──────── Records for the exercise

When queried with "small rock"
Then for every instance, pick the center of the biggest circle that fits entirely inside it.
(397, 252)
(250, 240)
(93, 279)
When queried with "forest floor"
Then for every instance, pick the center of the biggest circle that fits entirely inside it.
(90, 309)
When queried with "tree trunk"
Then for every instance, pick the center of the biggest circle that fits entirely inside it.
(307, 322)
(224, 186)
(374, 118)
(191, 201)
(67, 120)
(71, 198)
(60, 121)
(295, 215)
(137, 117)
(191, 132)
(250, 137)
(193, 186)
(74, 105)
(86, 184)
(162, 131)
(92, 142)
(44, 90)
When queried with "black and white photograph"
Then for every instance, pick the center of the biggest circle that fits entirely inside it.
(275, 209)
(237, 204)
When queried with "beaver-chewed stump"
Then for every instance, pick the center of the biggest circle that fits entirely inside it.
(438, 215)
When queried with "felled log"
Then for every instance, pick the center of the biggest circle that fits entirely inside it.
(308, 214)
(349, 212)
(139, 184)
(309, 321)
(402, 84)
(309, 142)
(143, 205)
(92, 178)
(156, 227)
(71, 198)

────────────────

▶ **Description of the task**
Transcribe each entry exactly as it appears.

▶ **Written response**
When queried with "small rock"
Then for every instance, pick the center of the biggest circle that fits entirely inside it.
(397, 252)
(250, 240)
(93, 279)
When queried with "forest floor"
Then for every instance, pick the center of the biggest circle that fits entirely inside it.
(90, 309)
When queried with "tree trunk"
Then for every instance, pick the center of the biggest circle that fits entirely inside it.
(307, 322)
(224, 186)
(374, 118)
(191, 201)
(67, 120)
(71, 198)
(60, 121)
(295, 215)
(137, 117)
(191, 132)
(250, 137)
(193, 186)
(74, 105)
(86, 184)
(162, 131)
(92, 142)
(44, 90)
When queried with "black and white photograph"
Then for every instance, pick the center of the biggest circle that fits entirely inside it.
(275, 209)
(237, 204)
When queried with "beaver-chewed stump"
Then for every instance, pick the center of the biggest circle that fits entirely inside it.
(438, 215)
When queried with "felled log"
Then for every instance, pick the center of the biggest circle that fits entirely inside it.
(308, 214)
(349, 212)
(139, 184)
(309, 321)
(402, 84)
(309, 142)
(143, 205)
(92, 178)
(156, 227)
(71, 198)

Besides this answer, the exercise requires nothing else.